[Selected extract]
◇ ◇ ◇ ◇ ◇ ◇ ◇

Re: [PATCH v3 17/19] iommu/amd: Access/Dirty bit support in IOPTEs

[Date Prev][Date Next][Thread Prev][Thread Next][Date Index][Thread Index]

 



Hi Joao,

On 10/17/2023 4:54 PM, Joao Martins wrote:
On 17/10/2023 09:18, Suthikulpanit, Suravee wrote:
Hi Joao,

On 9/23/2023 8:25 AM, Joao Martins wrote:
...
diff --git a/drivers/iommu/amd/io_pgtable.c b/drivers/iommu/amd/io_pgtable.c
index 2892aa1b4dc1..099ccb04f52f 100644
--- a/drivers/iommu/amd/io_pgtable.c
+++ b/drivers/iommu/amd/io_pgtable.c
@@ -486,6 +486,89 @@ static phys_addr_t iommu_v1_iova_to_phys(struct
io_pgtable_ops *ops, unsigned lo
       return (__pte & ~offset_mask) | (iova & offset_mask);
   }
   +static bool pte_test_dirty(u64 *ptep, unsigned long size)
+{
+    bool dirty = false;
+    int i, count;
+
+    /*
+     * 2.2.3.2 Host Dirty Support
+     * When a non-default page size is used , software must OR the
+     * Dirty bits in all of the replicated host PTEs used to map
+     * the page. The IOMMU does not guarantee the Dirty bits are
+     * set in all of the replicated PTEs. Any portion of the page
+     * may have been written even if the Dirty bit is set in only
+     * one of the replicated PTEs.

◇ ◇ ◇ ◇ ◇ ◇ ◇

[Listed entries]

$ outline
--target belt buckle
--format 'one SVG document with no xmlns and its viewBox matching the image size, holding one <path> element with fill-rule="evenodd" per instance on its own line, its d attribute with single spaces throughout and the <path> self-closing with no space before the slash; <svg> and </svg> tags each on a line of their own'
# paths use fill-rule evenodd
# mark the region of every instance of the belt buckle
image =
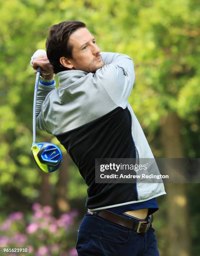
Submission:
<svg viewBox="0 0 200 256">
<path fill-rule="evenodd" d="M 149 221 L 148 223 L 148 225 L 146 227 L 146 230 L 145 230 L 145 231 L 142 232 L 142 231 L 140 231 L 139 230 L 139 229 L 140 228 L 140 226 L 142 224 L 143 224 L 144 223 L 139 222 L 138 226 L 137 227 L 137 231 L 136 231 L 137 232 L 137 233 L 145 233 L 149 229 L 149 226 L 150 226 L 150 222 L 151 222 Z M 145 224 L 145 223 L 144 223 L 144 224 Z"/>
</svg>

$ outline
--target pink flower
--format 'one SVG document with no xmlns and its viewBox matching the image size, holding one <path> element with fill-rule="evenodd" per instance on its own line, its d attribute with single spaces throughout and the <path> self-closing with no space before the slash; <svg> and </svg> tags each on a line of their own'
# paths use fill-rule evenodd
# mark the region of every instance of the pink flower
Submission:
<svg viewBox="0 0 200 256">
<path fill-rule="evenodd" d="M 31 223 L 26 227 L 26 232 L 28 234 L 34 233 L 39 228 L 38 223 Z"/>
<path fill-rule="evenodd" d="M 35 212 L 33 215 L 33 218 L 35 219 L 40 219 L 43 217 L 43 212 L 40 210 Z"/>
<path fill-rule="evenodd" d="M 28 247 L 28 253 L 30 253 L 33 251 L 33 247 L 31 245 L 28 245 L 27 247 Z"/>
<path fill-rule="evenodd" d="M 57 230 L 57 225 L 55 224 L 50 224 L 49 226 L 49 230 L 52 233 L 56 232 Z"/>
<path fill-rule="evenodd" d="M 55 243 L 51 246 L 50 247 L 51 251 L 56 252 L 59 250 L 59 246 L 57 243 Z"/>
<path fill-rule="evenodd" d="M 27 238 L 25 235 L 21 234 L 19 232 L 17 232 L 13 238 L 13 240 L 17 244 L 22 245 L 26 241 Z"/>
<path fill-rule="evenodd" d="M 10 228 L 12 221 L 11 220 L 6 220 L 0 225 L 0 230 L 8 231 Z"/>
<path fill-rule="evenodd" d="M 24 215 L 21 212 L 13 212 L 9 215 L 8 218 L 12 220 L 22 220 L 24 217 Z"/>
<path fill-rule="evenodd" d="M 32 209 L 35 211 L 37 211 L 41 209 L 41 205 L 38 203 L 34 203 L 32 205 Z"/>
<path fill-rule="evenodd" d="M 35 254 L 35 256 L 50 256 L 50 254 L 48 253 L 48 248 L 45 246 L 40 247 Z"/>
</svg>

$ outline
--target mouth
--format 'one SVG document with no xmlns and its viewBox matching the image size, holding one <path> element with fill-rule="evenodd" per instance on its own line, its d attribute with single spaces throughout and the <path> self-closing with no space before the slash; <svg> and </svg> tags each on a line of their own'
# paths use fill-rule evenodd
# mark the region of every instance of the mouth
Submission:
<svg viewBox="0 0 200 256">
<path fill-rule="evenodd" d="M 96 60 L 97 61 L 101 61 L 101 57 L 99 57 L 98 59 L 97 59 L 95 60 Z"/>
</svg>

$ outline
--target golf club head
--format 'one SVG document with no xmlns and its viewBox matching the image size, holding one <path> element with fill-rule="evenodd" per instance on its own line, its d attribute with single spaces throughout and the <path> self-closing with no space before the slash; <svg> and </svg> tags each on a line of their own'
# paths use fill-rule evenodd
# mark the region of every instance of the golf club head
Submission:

◇ ◇ ◇ ◇ ◇ ◇ ◇

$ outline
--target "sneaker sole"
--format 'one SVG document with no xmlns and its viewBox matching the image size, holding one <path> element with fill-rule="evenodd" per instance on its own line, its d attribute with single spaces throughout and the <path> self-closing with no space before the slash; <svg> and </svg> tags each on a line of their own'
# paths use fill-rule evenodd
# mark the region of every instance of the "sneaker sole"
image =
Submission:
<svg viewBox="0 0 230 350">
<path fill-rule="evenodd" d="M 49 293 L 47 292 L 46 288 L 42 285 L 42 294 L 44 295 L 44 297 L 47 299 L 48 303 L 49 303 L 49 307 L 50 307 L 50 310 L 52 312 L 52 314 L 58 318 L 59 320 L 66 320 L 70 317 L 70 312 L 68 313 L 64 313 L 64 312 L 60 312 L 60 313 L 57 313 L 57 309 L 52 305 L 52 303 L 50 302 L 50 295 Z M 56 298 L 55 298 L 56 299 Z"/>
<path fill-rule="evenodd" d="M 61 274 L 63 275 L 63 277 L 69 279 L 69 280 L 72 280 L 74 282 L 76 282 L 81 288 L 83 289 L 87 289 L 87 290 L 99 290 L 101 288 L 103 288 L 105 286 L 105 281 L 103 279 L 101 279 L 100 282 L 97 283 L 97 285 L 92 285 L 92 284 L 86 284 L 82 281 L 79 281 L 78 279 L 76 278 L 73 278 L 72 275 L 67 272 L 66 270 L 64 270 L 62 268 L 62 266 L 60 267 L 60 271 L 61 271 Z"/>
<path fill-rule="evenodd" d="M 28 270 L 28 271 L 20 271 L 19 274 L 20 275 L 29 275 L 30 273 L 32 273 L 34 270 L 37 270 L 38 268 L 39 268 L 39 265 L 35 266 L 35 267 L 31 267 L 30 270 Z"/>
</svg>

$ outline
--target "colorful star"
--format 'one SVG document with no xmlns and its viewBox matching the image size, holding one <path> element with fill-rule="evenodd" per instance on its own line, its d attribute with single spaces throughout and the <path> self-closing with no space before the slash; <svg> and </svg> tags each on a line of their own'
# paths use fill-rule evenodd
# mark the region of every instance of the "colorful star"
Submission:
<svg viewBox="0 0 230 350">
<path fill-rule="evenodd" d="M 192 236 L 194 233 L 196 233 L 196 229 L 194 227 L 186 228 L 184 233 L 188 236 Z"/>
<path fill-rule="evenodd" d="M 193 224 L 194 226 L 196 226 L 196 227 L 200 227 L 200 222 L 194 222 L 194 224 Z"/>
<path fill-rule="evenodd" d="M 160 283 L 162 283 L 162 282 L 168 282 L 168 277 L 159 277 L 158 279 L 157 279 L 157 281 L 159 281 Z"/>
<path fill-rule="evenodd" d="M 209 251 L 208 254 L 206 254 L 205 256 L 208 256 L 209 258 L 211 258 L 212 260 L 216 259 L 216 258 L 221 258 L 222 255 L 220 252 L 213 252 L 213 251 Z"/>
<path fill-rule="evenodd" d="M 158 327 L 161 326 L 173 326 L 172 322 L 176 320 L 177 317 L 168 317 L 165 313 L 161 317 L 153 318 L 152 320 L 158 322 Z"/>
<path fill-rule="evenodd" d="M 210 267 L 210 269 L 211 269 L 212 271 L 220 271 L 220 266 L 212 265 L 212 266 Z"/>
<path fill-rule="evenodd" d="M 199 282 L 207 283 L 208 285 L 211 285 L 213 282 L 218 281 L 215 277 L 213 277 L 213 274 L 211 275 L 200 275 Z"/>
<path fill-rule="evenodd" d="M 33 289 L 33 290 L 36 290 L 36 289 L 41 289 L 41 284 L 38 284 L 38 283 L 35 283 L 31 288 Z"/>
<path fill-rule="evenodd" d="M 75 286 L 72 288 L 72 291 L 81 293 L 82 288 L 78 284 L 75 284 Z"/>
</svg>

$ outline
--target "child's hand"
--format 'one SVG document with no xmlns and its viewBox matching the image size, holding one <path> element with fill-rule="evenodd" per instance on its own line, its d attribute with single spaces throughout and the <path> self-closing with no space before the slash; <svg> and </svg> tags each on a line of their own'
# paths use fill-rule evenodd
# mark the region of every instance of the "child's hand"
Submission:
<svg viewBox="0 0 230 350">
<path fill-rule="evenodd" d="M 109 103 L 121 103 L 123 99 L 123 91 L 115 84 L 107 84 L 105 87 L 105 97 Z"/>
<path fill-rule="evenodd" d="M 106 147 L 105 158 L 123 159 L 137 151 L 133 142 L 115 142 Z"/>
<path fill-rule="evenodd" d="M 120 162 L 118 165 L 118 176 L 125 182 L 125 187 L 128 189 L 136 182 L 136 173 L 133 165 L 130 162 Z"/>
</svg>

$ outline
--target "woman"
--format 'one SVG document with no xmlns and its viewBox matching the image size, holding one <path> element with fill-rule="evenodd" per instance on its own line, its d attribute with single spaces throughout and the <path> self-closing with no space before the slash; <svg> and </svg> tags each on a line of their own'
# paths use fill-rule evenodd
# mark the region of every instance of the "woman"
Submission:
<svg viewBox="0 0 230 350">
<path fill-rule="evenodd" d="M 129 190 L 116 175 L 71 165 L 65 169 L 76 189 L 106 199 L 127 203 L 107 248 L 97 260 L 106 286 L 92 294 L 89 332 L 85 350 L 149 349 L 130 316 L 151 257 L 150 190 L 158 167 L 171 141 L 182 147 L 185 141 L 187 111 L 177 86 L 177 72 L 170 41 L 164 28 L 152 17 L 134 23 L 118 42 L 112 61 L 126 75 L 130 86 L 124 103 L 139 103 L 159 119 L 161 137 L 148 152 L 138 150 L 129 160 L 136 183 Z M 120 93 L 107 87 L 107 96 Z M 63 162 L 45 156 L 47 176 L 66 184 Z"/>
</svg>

◇ ◇ ◇ ◇ ◇ ◇ ◇

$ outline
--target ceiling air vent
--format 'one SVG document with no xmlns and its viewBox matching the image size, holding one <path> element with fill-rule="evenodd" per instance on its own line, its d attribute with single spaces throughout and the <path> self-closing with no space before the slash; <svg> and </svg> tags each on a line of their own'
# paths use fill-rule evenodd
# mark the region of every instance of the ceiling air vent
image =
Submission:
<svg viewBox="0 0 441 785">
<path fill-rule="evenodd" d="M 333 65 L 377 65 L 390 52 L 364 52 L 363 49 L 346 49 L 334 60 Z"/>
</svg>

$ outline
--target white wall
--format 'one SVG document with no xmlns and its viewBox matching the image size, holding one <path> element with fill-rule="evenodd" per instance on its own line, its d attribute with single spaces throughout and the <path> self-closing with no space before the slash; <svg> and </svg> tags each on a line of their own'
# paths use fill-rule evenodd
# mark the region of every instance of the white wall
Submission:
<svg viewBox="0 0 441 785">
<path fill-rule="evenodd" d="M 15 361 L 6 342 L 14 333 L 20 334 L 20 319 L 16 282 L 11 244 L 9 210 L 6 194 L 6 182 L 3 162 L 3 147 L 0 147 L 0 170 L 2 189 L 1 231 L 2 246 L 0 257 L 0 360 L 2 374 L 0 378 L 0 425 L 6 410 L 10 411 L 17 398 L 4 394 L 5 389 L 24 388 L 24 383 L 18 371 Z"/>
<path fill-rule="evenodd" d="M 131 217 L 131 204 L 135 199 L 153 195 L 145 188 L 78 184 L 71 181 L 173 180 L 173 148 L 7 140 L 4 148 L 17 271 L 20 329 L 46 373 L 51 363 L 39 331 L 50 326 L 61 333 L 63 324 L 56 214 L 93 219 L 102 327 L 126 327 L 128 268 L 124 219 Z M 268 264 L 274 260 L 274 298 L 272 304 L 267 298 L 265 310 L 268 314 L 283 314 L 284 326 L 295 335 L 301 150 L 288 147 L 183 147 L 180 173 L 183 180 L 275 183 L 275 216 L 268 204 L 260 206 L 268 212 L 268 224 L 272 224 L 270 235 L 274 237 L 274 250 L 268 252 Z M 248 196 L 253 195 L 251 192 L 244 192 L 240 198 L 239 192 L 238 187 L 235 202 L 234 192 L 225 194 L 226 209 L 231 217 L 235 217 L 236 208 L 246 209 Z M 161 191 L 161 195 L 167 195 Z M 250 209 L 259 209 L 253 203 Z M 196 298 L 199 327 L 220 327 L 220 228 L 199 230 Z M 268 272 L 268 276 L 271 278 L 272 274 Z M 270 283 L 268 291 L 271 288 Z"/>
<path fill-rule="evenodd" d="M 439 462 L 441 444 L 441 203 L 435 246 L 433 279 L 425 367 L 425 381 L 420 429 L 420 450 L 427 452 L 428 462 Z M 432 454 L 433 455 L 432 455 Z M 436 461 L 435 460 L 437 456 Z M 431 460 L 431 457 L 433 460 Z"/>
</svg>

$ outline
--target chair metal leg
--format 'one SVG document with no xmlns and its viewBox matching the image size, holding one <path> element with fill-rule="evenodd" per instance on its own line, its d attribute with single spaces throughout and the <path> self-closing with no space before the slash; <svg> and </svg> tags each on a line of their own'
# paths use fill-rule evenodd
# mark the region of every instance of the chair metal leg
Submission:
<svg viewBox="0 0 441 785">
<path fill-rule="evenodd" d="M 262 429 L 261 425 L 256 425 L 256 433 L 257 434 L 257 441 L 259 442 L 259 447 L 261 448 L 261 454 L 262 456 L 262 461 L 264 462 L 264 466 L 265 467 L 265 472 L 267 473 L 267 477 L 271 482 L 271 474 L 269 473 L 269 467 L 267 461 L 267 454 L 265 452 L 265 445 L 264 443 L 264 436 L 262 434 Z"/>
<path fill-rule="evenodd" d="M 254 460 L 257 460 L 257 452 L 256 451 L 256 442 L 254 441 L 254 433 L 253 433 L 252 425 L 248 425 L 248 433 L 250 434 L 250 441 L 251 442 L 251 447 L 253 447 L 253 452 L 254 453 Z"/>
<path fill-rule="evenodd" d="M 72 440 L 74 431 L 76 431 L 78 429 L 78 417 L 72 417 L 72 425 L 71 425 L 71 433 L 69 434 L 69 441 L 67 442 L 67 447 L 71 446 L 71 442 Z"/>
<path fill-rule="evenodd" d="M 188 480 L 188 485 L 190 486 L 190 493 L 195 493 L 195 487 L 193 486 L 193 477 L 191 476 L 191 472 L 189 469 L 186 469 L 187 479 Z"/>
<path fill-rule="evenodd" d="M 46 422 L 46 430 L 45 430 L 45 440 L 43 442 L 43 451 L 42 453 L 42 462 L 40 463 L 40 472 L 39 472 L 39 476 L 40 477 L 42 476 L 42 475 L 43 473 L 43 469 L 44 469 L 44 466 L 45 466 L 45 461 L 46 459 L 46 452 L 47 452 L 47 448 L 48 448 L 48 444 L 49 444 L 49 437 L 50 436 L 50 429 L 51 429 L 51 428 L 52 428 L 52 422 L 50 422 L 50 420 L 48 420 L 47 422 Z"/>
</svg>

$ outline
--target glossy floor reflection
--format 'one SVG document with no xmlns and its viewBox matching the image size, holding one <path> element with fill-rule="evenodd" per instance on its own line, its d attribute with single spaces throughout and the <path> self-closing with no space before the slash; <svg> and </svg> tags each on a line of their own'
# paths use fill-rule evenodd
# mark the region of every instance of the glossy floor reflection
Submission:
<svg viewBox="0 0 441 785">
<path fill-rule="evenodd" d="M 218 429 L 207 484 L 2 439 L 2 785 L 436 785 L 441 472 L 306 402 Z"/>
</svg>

◇ ◇ ◇ ◇ ◇ ◇ ◇

[Required work]
(A) Answer these questions about the AMD IOMMU patch reply above:
(i) In the subject line, which version of the patch is named, and where does it fall in the series?
(ii) Which source file does the diff change?
(iii) According to the quoted code comment, what must software do when a non-default page size is used?
(B) Please summarize the AMD IOMMU patch reply above in two sentences.

[Solutions to the problems]
(A)
(i) Version 3 (v3), patch 17 of 19.
(ii) drivers/iommu/amd/io_pgtable.c
(iii) It must OR the Dirty bits in all of the replicated host PTEs used to map the page.

(B) The reply concerns version 3 of patch 17 in a series of 19, which adds Access/Dirty bit support in IOPTEs for the AMD IOMMU driver. Its diff adds a function named pte_test_dirty to drivers/iommu/amd/io_pgtable.c, with a comment saying that for non-default page sizes software must OR the Dirty bits in all replicated host PTEs, since the IOMMU does not guarantee that all of them are set.